**** Input ****

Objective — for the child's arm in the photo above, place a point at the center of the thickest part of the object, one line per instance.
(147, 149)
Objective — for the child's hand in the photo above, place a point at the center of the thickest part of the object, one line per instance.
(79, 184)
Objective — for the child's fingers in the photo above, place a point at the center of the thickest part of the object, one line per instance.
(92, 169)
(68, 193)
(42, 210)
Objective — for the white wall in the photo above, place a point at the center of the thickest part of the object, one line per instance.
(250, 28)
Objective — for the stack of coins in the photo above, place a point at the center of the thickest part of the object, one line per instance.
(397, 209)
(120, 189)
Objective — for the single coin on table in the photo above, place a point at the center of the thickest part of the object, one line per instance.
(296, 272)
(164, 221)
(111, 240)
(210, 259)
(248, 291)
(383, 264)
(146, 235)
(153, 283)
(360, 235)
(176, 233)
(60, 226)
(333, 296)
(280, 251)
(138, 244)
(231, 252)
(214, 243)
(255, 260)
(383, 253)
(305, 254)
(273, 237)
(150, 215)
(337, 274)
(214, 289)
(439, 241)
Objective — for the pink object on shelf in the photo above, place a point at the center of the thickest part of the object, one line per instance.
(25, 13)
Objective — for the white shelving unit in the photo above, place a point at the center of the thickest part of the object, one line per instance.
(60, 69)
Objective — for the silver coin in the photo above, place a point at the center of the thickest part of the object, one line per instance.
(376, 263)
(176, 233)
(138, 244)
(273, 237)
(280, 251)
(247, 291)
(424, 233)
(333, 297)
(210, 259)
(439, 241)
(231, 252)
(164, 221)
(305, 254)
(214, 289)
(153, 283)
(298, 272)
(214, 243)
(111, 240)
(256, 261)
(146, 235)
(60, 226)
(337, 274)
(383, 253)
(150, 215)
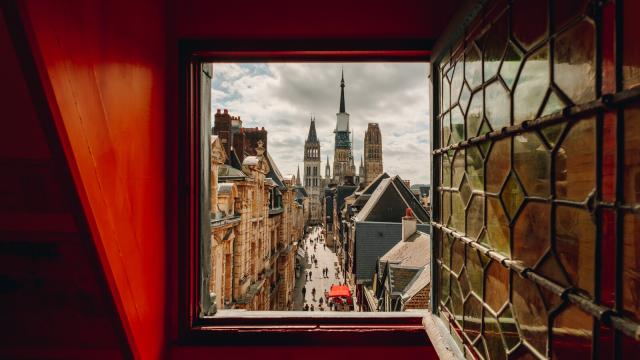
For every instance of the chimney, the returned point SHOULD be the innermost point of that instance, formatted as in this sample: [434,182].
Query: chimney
[409,224]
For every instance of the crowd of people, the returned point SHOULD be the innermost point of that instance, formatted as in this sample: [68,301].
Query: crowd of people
[318,255]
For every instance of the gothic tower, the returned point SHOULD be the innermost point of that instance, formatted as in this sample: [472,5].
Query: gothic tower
[342,156]
[372,153]
[312,175]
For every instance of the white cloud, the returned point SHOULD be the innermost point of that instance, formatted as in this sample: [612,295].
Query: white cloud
[281,97]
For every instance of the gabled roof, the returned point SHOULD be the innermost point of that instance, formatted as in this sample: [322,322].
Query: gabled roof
[274,172]
[227,172]
[394,197]
[374,184]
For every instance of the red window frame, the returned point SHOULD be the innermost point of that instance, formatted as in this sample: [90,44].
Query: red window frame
[272,327]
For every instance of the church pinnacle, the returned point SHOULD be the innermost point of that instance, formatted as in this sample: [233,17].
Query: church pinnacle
[342,107]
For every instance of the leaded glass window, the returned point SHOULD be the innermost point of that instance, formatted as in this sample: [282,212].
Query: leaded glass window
[537,181]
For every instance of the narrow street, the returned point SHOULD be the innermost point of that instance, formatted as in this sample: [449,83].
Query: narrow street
[315,246]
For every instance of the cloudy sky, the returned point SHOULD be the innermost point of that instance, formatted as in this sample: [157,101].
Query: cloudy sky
[282,97]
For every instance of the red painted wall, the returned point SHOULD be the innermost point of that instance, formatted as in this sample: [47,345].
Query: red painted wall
[109,71]
[105,61]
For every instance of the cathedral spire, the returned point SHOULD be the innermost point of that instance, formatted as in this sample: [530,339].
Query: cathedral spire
[342,107]
[312,137]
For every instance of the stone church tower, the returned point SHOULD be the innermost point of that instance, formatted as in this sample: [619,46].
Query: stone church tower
[312,175]
[372,153]
[342,156]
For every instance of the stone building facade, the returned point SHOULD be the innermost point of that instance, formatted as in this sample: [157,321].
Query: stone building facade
[257,217]
[372,153]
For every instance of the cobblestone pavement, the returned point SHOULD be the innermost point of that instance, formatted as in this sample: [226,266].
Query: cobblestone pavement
[326,258]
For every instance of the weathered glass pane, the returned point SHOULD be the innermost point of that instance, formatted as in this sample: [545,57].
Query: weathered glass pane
[576,161]
[446,250]
[457,215]
[529,22]
[532,86]
[532,162]
[609,143]
[474,114]
[457,256]
[498,164]
[497,226]
[575,245]
[456,301]
[475,216]
[631,265]
[475,168]
[464,98]
[446,170]
[551,269]
[509,329]
[458,168]
[512,195]
[631,45]
[465,191]
[494,45]
[531,233]
[446,94]
[572,330]
[473,66]
[472,317]
[493,338]
[497,290]
[446,129]
[566,11]
[574,62]
[632,155]
[553,104]
[552,133]
[457,125]
[445,277]
[456,82]
[446,207]
[510,65]
[530,313]
[497,105]
[474,268]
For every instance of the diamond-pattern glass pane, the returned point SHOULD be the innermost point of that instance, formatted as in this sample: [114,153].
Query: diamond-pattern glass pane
[532,162]
[576,162]
[497,103]
[475,168]
[495,42]
[531,233]
[529,25]
[532,86]
[533,194]
[473,66]
[574,62]
[474,114]
[512,195]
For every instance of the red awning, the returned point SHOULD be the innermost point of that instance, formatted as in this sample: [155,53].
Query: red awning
[339,291]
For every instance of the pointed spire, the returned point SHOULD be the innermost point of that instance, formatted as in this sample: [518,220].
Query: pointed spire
[342,107]
[312,137]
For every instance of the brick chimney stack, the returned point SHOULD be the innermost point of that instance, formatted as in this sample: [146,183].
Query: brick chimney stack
[409,224]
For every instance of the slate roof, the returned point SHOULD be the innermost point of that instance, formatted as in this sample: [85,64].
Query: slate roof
[274,172]
[227,172]
[394,197]
[374,240]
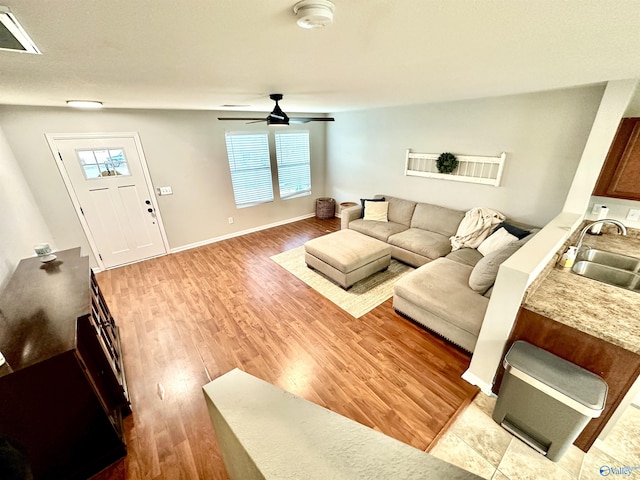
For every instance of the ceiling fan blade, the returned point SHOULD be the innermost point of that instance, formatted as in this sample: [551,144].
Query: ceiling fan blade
[311,119]
[242,118]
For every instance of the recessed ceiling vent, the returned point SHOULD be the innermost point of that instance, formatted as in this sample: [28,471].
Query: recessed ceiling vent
[12,36]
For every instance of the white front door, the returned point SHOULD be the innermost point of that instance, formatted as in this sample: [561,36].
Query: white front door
[113,193]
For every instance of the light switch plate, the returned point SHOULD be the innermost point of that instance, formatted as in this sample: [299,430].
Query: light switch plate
[633,215]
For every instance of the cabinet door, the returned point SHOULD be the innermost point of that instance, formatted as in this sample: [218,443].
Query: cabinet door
[620,176]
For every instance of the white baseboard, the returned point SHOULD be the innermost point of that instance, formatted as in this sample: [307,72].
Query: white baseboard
[238,234]
[474,380]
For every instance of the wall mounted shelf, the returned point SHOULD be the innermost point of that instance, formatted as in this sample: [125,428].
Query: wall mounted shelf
[471,168]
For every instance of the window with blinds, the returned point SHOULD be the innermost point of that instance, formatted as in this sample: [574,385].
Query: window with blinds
[250,167]
[294,164]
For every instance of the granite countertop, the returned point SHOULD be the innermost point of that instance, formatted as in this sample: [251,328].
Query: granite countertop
[603,311]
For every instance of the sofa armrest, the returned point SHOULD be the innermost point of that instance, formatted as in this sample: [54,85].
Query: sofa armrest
[348,215]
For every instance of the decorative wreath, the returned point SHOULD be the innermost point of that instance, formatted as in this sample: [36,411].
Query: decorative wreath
[447,162]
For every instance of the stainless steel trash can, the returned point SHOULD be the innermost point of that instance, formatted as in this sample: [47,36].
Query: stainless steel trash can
[545,400]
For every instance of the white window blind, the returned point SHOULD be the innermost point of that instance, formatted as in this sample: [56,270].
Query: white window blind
[294,164]
[250,167]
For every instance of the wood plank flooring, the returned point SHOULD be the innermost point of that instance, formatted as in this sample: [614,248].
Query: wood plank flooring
[190,317]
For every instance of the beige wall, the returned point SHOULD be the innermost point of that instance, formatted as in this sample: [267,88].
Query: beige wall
[184,149]
[543,134]
[21,224]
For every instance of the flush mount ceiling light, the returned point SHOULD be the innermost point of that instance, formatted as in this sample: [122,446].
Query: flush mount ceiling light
[314,13]
[12,36]
[87,104]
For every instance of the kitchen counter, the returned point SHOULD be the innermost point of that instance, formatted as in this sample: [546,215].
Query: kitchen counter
[598,309]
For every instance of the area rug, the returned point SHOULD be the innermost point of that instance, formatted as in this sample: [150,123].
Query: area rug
[362,297]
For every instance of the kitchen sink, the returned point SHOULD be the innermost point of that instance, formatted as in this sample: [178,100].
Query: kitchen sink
[607,274]
[610,259]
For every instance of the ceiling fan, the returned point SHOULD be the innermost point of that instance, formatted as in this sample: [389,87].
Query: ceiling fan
[278,117]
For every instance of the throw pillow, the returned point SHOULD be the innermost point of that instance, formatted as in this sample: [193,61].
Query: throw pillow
[497,240]
[376,211]
[484,274]
[513,230]
[362,200]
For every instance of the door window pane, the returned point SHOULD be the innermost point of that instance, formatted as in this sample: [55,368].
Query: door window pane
[103,163]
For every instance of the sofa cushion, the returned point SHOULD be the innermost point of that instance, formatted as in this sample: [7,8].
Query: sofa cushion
[513,230]
[428,244]
[437,219]
[400,211]
[380,230]
[484,274]
[376,211]
[442,288]
[468,256]
[362,200]
[496,241]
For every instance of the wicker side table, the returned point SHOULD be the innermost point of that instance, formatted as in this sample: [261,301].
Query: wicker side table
[325,208]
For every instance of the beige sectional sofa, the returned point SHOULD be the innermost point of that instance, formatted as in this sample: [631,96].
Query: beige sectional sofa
[449,291]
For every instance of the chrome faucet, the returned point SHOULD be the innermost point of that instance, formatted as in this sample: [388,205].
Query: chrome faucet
[621,228]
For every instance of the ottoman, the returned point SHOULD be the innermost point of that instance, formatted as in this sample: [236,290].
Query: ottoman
[347,256]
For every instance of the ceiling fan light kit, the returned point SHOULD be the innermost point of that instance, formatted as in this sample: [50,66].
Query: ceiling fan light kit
[278,117]
[314,13]
[86,104]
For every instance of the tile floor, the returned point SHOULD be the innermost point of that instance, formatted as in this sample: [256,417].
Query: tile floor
[478,444]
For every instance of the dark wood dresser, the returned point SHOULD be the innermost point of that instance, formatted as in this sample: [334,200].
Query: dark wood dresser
[63,392]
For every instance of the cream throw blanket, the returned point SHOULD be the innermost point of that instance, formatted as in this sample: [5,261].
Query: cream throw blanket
[475,227]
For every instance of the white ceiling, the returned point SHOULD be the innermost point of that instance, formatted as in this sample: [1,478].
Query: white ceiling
[202,54]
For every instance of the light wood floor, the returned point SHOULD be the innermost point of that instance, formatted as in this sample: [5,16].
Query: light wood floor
[189,317]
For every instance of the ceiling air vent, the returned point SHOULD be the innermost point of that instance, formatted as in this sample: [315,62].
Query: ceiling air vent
[12,35]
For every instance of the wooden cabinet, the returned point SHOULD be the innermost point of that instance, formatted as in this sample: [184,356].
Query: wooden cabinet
[620,175]
[63,392]
[617,366]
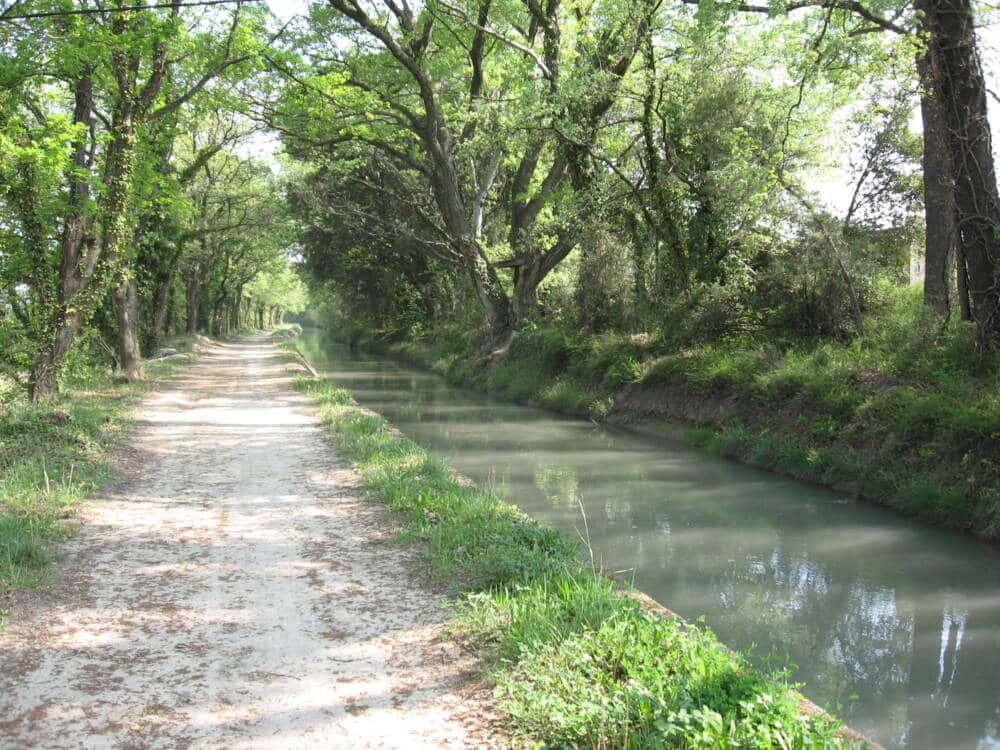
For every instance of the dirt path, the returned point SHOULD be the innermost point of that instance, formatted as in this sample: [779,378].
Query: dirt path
[237,590]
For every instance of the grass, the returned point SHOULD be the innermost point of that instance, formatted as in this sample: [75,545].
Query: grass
[575,660]
[907,414]
[51,457]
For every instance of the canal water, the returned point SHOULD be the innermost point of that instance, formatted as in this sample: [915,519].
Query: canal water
[892,625]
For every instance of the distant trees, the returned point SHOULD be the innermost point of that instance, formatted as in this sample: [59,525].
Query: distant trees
[468,103]
[512,130]
[96,216]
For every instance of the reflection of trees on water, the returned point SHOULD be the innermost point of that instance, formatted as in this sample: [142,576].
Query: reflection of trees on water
[865,610]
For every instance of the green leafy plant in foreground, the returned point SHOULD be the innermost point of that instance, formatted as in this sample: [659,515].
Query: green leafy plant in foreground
[576,661]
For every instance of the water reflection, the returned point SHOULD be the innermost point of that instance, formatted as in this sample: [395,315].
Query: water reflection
[893,625]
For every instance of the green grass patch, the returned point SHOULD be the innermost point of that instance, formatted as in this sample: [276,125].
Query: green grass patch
[52,456]
[906,413]
[575,660]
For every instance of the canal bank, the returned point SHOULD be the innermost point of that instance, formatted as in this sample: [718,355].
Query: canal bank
[893,621]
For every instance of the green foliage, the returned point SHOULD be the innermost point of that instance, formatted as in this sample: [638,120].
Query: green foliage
[576,661]
[51,457]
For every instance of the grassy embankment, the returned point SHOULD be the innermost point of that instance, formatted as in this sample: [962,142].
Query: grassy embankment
[907,414]
[576,661]
[53,455]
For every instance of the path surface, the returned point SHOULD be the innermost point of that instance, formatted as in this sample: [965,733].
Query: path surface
[236,590]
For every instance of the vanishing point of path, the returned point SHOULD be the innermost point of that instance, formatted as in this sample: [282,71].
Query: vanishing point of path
[236,589]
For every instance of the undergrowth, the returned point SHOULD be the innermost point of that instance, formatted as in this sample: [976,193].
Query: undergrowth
[906,413]
[575,660]
[52,455]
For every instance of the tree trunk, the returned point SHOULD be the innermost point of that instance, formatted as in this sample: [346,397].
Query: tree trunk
[977,205]
[939,186]
[496,305]
[79,253]
[161,305]
[44,383]
[193,300]
[525,297]
[127,311]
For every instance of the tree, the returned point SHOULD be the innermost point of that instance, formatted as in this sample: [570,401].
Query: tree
[441,122]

****

■ Task directions:
Give back exactly the lines above, from the line containing "Query: window with blinds" through the line containing "For every instance of the stainless", with both end lines and nothing more.

■ Your solution:
Query: window with blinds
[250,167]
[294,164]
For every instance of the granite countertop, the returned point SHOULD be the innermost point of that instance, formatted as in this sample: [251,328].
Query: granite countertop
[603,311]
For every instance of the sofa armrest, the returned point SHOULD be the innermost point of that instance, formatted as in this sample: [54,85].
Query: sofa armrest
[348,215]
For every instance of the decorative wreath, the returned point SHOULD be the innermost point of that instance, formatted as in this sample: [36,411].
Query: decorative wreath
[447,162]
For every instance of the stainless steel trash can, the returned point SHOULD be the innermost point of that instance, formatted as in this sample: [47,36].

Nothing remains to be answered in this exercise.